▶ _Source extract_
>>

Got this response from someone at IDBI. email address and disclaimer removed before forwarding.
---------- Forwarded message ---------- From: Vishal Kapoor Sent: Monday, June 26, 2006 9:54 PM
Dear Sir
We got a google alert for the discussion you were having on gnowledge.org.
I have read through the whole thing. I wanted to reply to this there itself but could not find a way of doing it. And your mail ID was decipherable.
It would be great if you could tell the people on the discussion that we are fully aware of the issue and are working to rectify it. The fact is that the development of the site started quite a while back. At that time Firefox was not so widely used. We are currently testing the site and it will soon be available on Firefox too.
Regret the inconvenience.
Thanking in anticipation.
Warm regards
Vishal Kapoor Manager-Marketing IDBI Capital Market Services Limited www.idbipaisabuilder.in
On Thursday 29 June 2006 12:48 pm, Philip Tellis wrote:
Got this response from someone at IDBI. email address and disclaimer removed before forwarding.

<<

▶ _What you will do_
(a) Please answer these questions about the forwarded email, one line each:
(i) On what day and at what time was the message from Vishal Kapoor sent?
(ii) On which site was the discussion that triggered the Google alert taking place?
(iii) In which browser will the site soon be available?
(b) Extract the passage of the forwarded email from "---------- Forwarded message" to "Regret the inconvenience.", copying it word for word.

▶ _Items_
>>

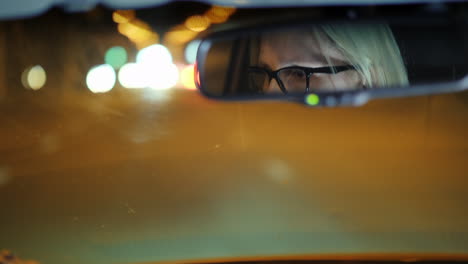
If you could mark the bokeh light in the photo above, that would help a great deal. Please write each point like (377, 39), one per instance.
(34, 77)
(191, 51)
(312, 99)
(116, 57)
(154, 55)
(163, 76)
(101, 78)
(138, 32)
(132, 76)
(219, 14)
(197, 23)
(187, 77)
(123, 16)
(179, 35)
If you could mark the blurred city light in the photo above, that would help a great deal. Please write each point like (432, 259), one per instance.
(312, 99)
(219, 14)
(132, 76)
(154, 55)
(187, 77)
(101, 78)
(163, 76)
(191, 51)
(179, 35)
(197, 74)
(116, 57)
(34, 77)
(138, 32)
(123, 16)
(197, 23)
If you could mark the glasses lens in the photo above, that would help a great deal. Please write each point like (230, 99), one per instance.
(258, 80)
(294, 80)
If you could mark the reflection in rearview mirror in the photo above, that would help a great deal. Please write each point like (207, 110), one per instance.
(331, 58)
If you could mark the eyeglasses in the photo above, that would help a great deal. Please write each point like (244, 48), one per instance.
(293, 79)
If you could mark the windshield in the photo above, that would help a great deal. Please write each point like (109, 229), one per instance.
(95, 168)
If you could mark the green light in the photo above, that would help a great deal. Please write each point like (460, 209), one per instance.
(116, 57)
(312, 99)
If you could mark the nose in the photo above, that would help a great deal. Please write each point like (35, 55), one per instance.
(273, 87)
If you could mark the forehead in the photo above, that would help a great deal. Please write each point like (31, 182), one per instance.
(307, 47)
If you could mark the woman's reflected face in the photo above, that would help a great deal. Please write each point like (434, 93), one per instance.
(283, 49)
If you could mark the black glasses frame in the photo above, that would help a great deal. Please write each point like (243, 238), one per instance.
(308, 72)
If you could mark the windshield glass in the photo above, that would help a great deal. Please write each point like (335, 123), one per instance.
(108, 154)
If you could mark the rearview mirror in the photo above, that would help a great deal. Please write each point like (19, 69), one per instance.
(335, 63)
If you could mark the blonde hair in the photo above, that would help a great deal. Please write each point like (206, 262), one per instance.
(372, 50)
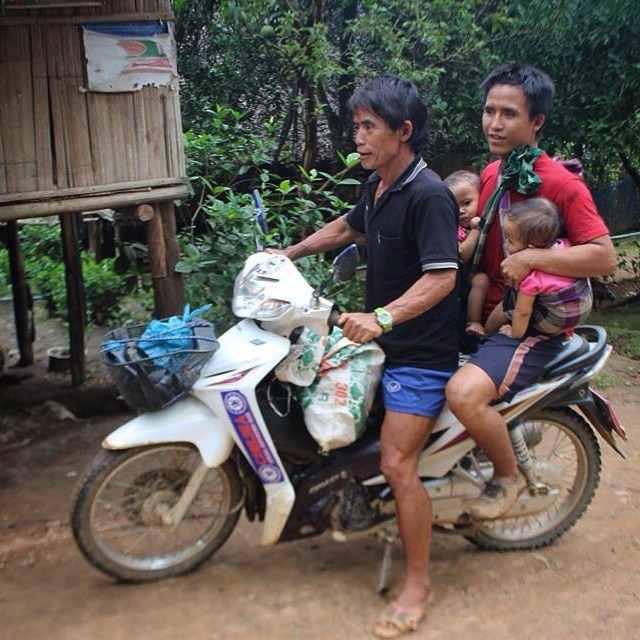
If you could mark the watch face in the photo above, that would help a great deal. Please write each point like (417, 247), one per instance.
(384, 319)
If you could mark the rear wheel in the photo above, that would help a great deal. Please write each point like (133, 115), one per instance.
(118, 509)
(564, 440)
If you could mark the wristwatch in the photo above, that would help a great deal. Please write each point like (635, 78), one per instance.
(384, 319)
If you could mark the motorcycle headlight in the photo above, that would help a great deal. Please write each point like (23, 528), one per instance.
(250, 299)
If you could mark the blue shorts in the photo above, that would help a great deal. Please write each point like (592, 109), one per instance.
(514, 364)
(413, 390)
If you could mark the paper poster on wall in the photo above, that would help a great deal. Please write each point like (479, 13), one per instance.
(126, 56)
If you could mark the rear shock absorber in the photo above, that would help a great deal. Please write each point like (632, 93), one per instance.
(525, 461)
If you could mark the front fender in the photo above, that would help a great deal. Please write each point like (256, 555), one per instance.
(188, 420)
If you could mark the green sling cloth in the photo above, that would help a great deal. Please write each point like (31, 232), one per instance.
(516, 173)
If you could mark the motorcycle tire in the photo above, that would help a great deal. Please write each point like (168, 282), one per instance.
(117, 512)
(575, 450)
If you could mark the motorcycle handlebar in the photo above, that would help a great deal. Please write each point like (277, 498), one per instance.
(334, 316)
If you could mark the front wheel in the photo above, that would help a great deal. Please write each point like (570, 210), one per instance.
(116, 517)
(562, 439)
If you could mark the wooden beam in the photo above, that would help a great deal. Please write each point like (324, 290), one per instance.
(75, 297)
(100, 189)
(22, 301)
(13, 21)
(164, 253)
(77, 205)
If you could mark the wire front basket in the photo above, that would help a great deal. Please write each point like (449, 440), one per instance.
(152, 371)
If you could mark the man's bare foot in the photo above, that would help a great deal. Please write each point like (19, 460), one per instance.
(397, 620)
(475, 329)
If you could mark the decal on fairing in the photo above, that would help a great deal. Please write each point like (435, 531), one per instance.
(246, 427)
(271, 265)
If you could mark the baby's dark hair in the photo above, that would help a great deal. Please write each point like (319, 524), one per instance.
(462, 177)
(538, 221)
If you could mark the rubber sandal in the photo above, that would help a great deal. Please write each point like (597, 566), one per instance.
(395, 621)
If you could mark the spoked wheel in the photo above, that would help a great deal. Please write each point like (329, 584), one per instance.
(120, 519)
(563, 445)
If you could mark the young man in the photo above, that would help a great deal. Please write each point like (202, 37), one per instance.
(517, 99)
(408, 221)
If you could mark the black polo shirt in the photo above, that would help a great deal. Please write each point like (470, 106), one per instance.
(412, 229)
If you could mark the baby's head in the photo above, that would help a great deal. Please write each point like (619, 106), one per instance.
(531, 223)
(465, 186)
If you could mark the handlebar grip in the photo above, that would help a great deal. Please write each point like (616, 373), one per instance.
(334, 316)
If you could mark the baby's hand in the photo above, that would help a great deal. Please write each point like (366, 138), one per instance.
(505, 330)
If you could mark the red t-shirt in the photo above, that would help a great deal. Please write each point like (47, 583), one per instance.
(581, 221)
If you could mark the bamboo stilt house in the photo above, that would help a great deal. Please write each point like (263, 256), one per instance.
(90, 119)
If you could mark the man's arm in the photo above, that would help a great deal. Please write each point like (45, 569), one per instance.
(333, 235)
(521, 316)
(594, 258)
(430, 289)
(468, 245)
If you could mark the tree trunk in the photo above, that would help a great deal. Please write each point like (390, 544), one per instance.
(75, 296)
(310, 126)
(168, 288)
(22, 300)
(629, 168)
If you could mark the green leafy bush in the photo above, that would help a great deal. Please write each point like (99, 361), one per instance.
(222, 234)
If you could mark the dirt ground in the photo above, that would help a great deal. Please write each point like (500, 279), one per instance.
(585, 586)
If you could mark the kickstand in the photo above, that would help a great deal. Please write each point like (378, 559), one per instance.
(389, 540)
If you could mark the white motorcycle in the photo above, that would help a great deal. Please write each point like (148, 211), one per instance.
(168, 487)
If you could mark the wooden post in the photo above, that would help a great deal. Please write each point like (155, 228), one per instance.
(168, 288)
(22, 300)
(75, 296)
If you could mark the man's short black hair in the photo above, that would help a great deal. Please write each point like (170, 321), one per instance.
(394, 99)
(537, 85)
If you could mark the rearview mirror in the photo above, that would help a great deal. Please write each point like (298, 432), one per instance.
(346, 263)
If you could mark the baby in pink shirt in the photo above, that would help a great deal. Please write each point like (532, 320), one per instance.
(545, 303)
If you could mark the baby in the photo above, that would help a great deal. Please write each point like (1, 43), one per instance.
(465, 186)
(545, 303)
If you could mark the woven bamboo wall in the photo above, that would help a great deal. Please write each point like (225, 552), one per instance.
(58, 139)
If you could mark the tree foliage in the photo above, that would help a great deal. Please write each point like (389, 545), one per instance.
(296, 62)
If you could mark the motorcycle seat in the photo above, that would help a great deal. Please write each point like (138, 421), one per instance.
(581, 349)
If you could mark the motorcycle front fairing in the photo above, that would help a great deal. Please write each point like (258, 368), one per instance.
(221, 411)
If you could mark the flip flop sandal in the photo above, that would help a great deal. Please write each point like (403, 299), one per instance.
(395, 621)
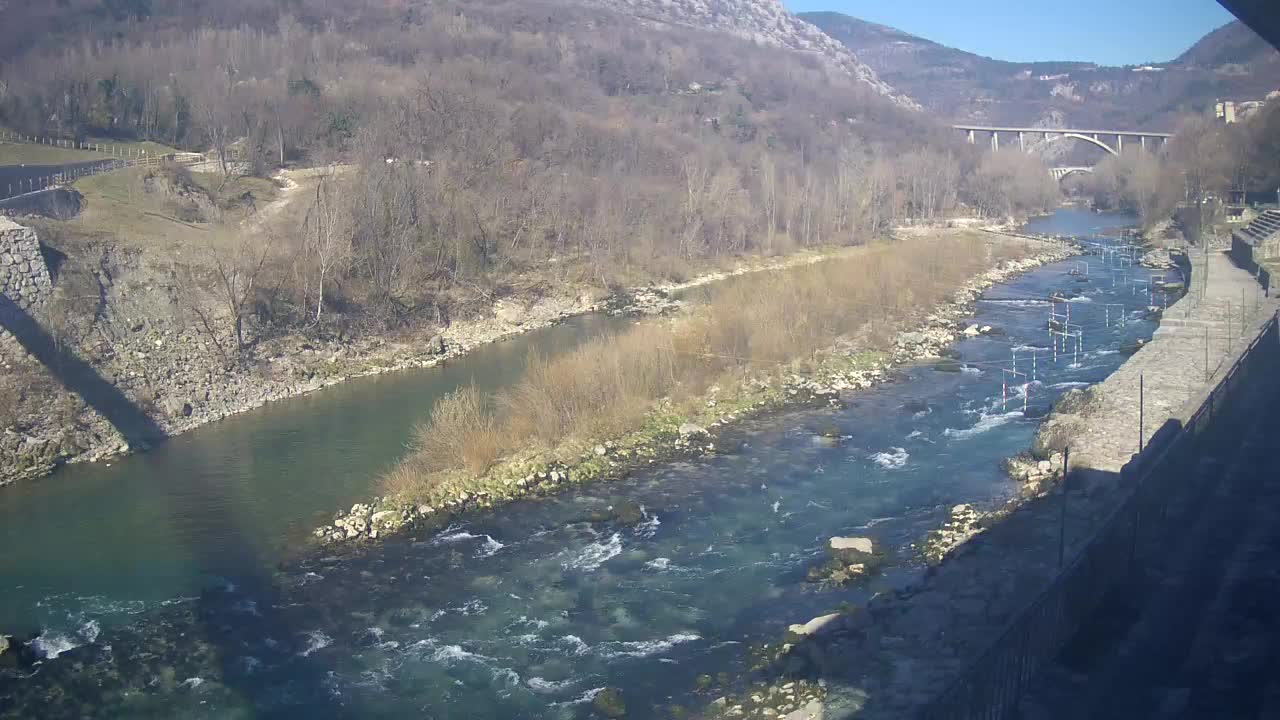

<<

▶ _The replies_
(a)
(i) Monday, June 26, 2006, at 9:54 PM
(ii) gnowledge.org
(iii) Firefox

(b)
---------- Forwarded message ---------- From: Vishal Kapoor Sent: Monday, June 26, 2006 9:54 PM
Dear Sir
We got a google alert for the discussion you were having on gnowledge.org.
I have read through the whole thing. I wanted to reply to this there itself but could not find a way of doing it. And your mail ID was decipherable.
It would be great if you could tell the people on the discussion that we are fully aware of the issue and are working to rectify it. The fact is that the development of the site started quite a while back. At that time Firefox was not so widely used. We are currently testing the site and it will soon be available on Firefox too.
Regret the inconvenience.